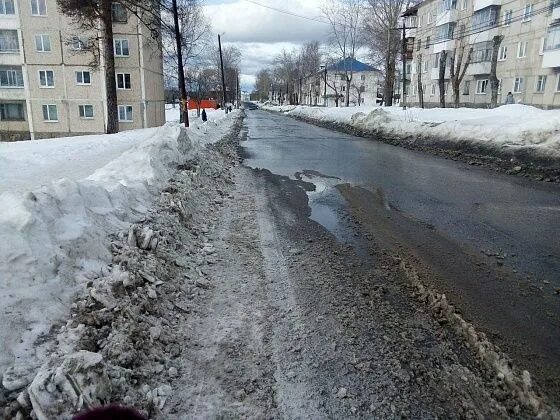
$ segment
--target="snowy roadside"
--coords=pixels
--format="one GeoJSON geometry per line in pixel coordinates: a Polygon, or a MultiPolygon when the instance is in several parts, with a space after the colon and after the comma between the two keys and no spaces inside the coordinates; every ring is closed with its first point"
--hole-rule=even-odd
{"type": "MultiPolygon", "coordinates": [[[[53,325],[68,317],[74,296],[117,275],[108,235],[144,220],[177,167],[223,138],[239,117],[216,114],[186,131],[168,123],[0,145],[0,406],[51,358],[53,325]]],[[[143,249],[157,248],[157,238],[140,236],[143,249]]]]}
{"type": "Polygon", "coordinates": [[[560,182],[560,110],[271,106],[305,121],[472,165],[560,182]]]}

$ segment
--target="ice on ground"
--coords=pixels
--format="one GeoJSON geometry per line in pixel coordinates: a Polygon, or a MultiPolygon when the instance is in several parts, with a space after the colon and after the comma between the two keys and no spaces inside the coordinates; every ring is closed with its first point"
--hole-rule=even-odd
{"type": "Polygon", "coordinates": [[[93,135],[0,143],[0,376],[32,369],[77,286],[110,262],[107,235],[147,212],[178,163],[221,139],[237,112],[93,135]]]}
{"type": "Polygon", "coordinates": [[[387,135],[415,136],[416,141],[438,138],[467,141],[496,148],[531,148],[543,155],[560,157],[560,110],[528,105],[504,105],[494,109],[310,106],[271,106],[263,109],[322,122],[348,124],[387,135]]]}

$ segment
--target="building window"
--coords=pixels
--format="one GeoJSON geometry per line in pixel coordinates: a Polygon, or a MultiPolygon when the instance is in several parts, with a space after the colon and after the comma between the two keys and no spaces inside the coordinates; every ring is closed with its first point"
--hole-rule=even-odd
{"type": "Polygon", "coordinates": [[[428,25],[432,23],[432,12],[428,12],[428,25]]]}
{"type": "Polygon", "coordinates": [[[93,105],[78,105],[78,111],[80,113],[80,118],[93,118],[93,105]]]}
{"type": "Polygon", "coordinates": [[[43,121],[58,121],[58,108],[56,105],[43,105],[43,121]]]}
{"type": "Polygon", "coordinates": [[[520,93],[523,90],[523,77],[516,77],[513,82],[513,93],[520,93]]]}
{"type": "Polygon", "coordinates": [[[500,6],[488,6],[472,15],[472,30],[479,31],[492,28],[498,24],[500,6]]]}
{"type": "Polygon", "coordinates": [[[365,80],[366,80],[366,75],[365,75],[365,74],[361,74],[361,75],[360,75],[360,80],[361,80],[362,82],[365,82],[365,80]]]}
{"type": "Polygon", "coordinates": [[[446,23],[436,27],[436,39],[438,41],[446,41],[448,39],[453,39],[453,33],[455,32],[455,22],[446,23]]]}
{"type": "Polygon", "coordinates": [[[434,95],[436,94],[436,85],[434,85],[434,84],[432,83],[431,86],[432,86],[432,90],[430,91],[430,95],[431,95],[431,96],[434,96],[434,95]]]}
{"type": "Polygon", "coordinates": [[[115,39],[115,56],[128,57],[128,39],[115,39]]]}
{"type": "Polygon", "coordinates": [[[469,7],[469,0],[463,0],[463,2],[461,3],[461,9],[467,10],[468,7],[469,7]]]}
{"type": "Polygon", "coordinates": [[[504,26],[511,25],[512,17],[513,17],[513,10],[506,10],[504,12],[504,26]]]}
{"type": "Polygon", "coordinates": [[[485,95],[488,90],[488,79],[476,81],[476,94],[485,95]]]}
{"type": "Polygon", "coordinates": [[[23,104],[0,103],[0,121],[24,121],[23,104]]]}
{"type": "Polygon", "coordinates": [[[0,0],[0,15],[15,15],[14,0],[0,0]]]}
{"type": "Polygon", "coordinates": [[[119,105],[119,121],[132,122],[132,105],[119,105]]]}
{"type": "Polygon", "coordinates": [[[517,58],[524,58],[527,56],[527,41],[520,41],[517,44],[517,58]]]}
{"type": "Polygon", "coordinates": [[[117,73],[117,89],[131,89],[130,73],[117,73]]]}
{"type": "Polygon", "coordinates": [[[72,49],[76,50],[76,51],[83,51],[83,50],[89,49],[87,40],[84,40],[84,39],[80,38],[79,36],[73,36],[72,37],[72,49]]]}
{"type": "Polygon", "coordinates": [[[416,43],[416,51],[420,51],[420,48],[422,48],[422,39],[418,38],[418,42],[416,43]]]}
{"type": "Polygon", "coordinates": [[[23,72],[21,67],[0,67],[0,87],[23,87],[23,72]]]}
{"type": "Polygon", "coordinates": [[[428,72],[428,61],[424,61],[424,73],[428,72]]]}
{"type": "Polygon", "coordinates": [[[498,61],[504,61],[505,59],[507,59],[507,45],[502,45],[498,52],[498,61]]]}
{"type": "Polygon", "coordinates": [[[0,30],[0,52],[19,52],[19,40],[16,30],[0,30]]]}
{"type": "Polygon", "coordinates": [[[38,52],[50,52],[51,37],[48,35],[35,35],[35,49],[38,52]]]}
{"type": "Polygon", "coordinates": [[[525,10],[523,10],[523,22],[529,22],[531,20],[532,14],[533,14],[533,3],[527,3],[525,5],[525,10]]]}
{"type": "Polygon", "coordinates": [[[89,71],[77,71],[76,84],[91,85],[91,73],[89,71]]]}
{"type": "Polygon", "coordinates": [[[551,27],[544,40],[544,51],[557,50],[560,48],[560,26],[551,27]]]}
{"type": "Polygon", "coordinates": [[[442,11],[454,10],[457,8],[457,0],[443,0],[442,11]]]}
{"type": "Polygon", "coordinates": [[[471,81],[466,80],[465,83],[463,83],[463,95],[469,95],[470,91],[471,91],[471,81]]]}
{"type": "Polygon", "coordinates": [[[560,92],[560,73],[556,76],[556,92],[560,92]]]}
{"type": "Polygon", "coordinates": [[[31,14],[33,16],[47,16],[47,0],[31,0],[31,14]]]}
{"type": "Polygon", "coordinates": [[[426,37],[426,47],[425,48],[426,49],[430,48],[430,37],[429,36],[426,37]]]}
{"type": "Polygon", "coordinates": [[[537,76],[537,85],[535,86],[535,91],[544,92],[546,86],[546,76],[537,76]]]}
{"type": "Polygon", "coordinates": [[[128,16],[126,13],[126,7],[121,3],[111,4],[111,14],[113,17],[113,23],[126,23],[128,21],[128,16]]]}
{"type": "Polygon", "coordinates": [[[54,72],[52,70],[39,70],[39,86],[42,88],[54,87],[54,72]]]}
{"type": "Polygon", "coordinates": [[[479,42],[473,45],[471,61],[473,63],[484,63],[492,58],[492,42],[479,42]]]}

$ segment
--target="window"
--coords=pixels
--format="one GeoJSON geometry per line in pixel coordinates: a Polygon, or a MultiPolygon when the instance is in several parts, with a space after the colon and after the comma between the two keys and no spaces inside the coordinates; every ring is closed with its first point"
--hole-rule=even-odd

══════════

→ Exercise goal:
Across these entries, count each line where the string "target" shows up. Give only the count.

→ Expected answer:
4